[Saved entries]
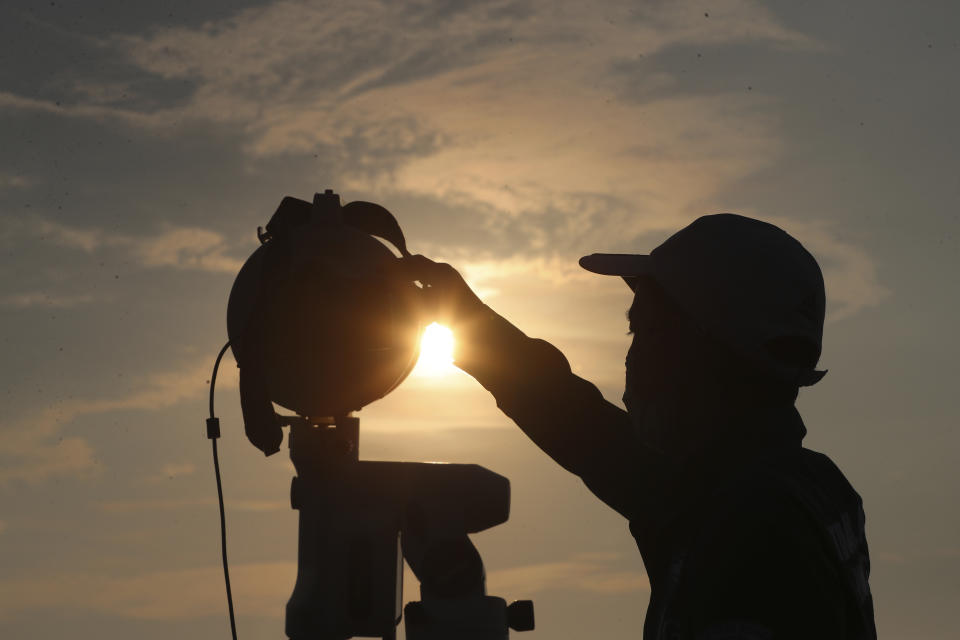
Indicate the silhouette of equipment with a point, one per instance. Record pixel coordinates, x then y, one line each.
318 326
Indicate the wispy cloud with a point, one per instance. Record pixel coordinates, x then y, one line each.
849 271
152 505
597 573
33 299
259 590
34 448
187 248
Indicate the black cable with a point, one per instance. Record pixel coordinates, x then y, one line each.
213 432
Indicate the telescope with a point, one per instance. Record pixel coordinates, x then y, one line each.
321 326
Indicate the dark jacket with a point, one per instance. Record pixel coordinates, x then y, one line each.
760 539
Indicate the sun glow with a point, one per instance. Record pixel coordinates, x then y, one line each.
436 352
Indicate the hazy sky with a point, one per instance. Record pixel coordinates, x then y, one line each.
142 143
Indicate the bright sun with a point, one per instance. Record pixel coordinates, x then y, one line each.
436 352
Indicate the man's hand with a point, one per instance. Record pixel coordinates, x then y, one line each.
447 297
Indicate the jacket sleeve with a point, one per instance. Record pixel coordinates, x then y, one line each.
565 415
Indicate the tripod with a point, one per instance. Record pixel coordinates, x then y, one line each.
360 519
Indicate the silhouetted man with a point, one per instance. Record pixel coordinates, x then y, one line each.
744 533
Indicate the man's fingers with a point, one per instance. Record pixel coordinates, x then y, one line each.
425 270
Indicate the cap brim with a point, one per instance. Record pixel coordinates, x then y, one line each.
617 264
627 266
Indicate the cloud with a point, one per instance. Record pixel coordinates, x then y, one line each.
596 573
186 248
33 448
14 181
33 299
849 272
425 110
129 506
260 589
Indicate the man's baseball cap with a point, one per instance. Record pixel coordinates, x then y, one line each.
746 282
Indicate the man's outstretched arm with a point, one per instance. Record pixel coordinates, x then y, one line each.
531 380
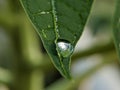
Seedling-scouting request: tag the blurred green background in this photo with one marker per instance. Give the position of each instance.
(25, 65)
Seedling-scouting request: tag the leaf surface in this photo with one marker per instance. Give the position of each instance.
(58, 20)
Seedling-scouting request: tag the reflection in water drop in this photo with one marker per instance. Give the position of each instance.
(65, 49)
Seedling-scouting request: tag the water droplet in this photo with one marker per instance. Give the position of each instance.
(65, 49)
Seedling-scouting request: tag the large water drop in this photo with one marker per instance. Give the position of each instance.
(65, 49)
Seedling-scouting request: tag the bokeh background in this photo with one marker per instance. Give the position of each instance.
(25, 65)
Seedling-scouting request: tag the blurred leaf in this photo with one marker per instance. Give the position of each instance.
(60, 24)
(116, 30)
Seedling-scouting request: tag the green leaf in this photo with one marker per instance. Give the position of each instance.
(60, 24)
(116, 30)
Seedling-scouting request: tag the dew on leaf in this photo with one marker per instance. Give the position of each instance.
(65, 49)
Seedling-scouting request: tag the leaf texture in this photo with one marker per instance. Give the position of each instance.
(58, 20)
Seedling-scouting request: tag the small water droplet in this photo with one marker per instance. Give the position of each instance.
(65, 49)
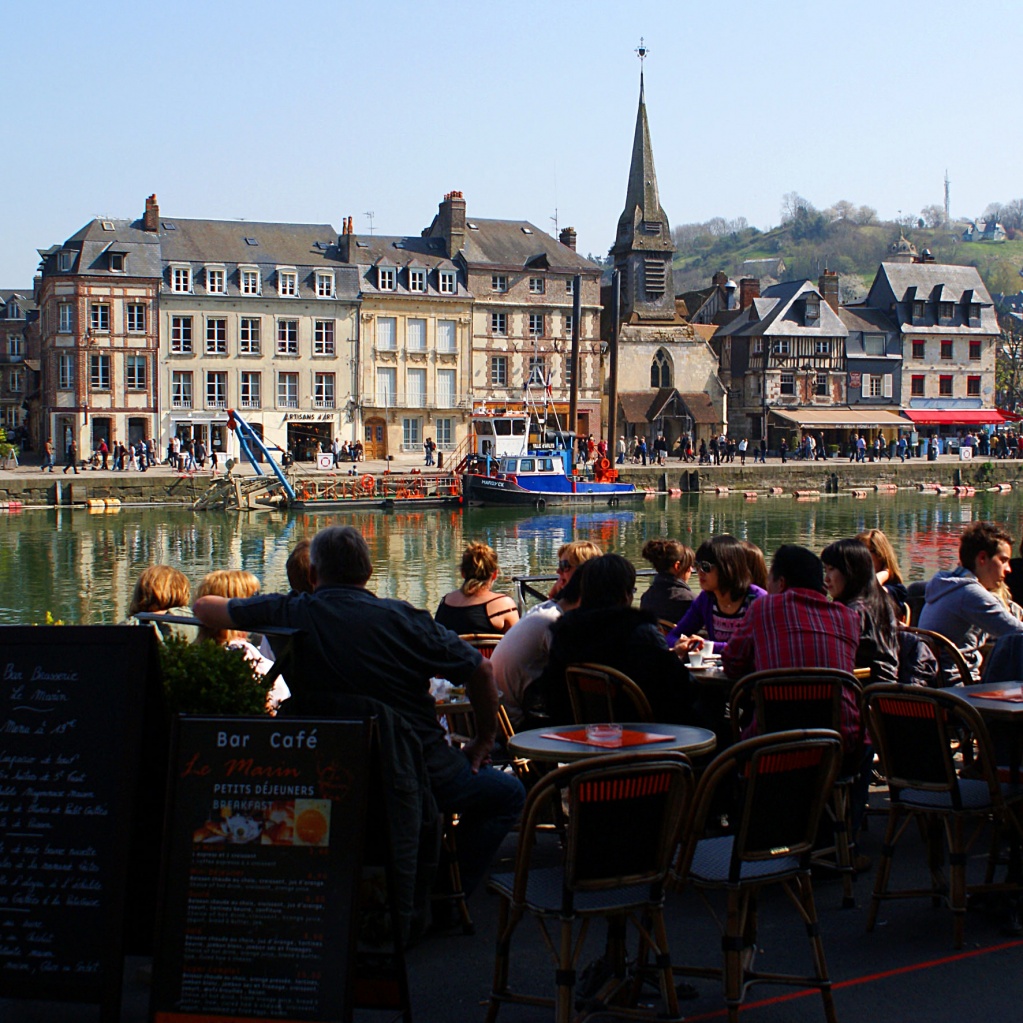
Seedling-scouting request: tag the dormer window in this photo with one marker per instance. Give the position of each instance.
(181, 279)
(216, 280)
(250, 279)
(287, 282)
(324, 284)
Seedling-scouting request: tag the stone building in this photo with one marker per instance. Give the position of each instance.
(97, 296)
(521, 280)
(668, 371)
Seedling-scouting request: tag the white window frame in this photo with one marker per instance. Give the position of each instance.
(287, 281)
(323, 338)
(286, 384)
(181, 278)
(324, 283)
(287, 345)
(136, 372)
(135, 317)
(216, 336)
(65, 371)
(250, 280)
(251, 389)
(216, 275)
(447, 337)
(250, 343)
(324, 390)
(181, 335)
(181, 389)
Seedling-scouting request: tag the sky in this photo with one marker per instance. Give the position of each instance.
(313, 112)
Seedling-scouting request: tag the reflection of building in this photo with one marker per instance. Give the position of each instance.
(668, 379)
(97, 306)
(522, 280)
(413, 371)
(257, 317)
(18, 360)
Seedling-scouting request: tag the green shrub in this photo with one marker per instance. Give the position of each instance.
(207, 678)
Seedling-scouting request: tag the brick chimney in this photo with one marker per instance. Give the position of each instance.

_PROBLEM DETAILS_
What is needed is an exact copy of every entry, minus the images.

_RESPONSE_
Indicate the silhouette of equipment with a point, one per instance. Record pixel coordinates, x then y, one line each.
318 326
Indicate the wispy cloud with a point, one per instance. Record pixel coordinates, x then y, one line each.
849 271
152 505
597 573
33 299
259 590
34 448
187 248
Indicate the black cable with a point, one per instance. Record pixel coordinates, x then y, one line each.
213 432
Indicate the telescope with a point, one per instance. Record pixel coordinates, x then y, one line each.
321 326
Indicate the dark jacket with a point, one per instance. Record pixel coordinates, x then y, one line each.
760 539
Indicate the sun glow with a point, one per instance. Record pixel coordinates, x then y, one line each.
436 352
Indicate the hazy sky with a point, one per instance. Record pixel coordinates, x then y, one line each.
142 143
Indicate the bright sun with a point, one per instance. Record pixel coordinates, x then y, one line each.
436 352
Indicate the man's hand with a point, one per instance. Record pixel coordinates, x then y, one line each.
447 297
Indicate the jacket sleeve with a point, one per instance. Record pixel coordinates, x then y, one line each.
565 415
Indicate the tripod with a point, one per instance. Record pixel coordinates, x then y, one line each.
360 519
Indicate the silhouetted man with a point, one per instance. Record pixel coordinates, x then y, one line each.
744 533
Indicate the man's fingers with a point, one per instance. Record pixel coordinates, x then y, one line each.
425 270
Indicate the cap brim with a point, one per instance. Record pixel coordinates, x then y, one line each.
617 264
627 266
Indicate the cloud with a point, one per instance. Record pixel coordinates, x then y, one line each.
596 573
186 248
33 448
14 181
33 299
849 272
425 110
129 506
260 589
Indicate the man's baseball cap with a point, one per instance. Record pixel coordinates, x then y, one line each.
746 282
Indicate the man's outstretched arm with a point, one per instance. Record pixel coordinates, x then y, one line each.
531 380
Seedling-scouting request: tag the blurred green background in this photo with one marker per instance. Give the position of each instance.
(25, 65)
Seedling-scouting request: tag the leaf surface in this photo with one marker per instance. Give the position of each instance.
(58, 20)
Seedling-scouting request: tag the reflection in water drop in this photo with one marker per instance. Give the position of each instance.
(65, 49)
Seedling-scouting request: tag the water droplet in this photo with one marker per instance. Give the position of each instance.
(65, 49)
Seedling-scouting request: tag the large water drop in this photo with one marker per instance. Give the position of each instance.
(65, 49)
Seedling-scouting request: tag the bokeh background in this photo with one marker per instance. Give the position of each instance.
(25, 65)
Seedling-scouting request: tag the blurred leaf in this photo with one marker per instance. Give the position of each instance.
(60, 24)
(116, 30)
Seedling-scouting request: tag the green leaf in this photo with one marker per instance. Give the position of each instance.
(60, 24)
(116, 30)
Seedling-scouting request: tag the dew on leaf in this photo with one marker per instance. Give the position of each instance.
(65, 49)
Seedling-scouting request: tag the leaf texture in this photo with one marker per instance. Give the position of each instance.
(58, 20)
Seedling-scouting request: tag the small water droplet in this photo with one marker per instance. Give the position of each instance.
(65, 49)
Seedling-scouting request: tag the dormer window in this photo with one marker per instance. Give the position of each instance.
(181, 279)
(216, 280)
(250, 279)
(287, 282)
(324, 284)
Seedling-scouting request: tag the stone building in this photo with one marker per instance. Give the position of each instance.
(97, 296)
(521, 280)
(668, 371)
Seedling-scouting request: tag the white window frame in this photo with one marker per instance. Give the position of each instance.
(287, 281)
(323, 338)
(286, 384)
(181, 278)
(324, 283)
(287, 345)
(136, 372)
(135, 317)
(216, 336)
(65, 371)
(250, 280)
(251, 389)
(216, 275)
(447, 337)
(250, 343)
(324, 390)
(181, 335)
(181, 389)
Seedling-scouting request: tag the sky in this photo with one marker per instance. Give the position of each instance.
(313, 112)
Seedling-scouting request: tag the reflection of building in this photo with one marker per instance. Give the position of each instance.
(668, 379)
(97, 306)
(522, 280)
(413, 371)
(257, 317)
(18, 360)
Seedling-scouting request: tag the green shrub in this photo with one marker per instance. Give the position of each instance.
(207, 678)
Seedling-scouting request: tag the brick chimney in this photo with one marker per instance. Give the position of each instance.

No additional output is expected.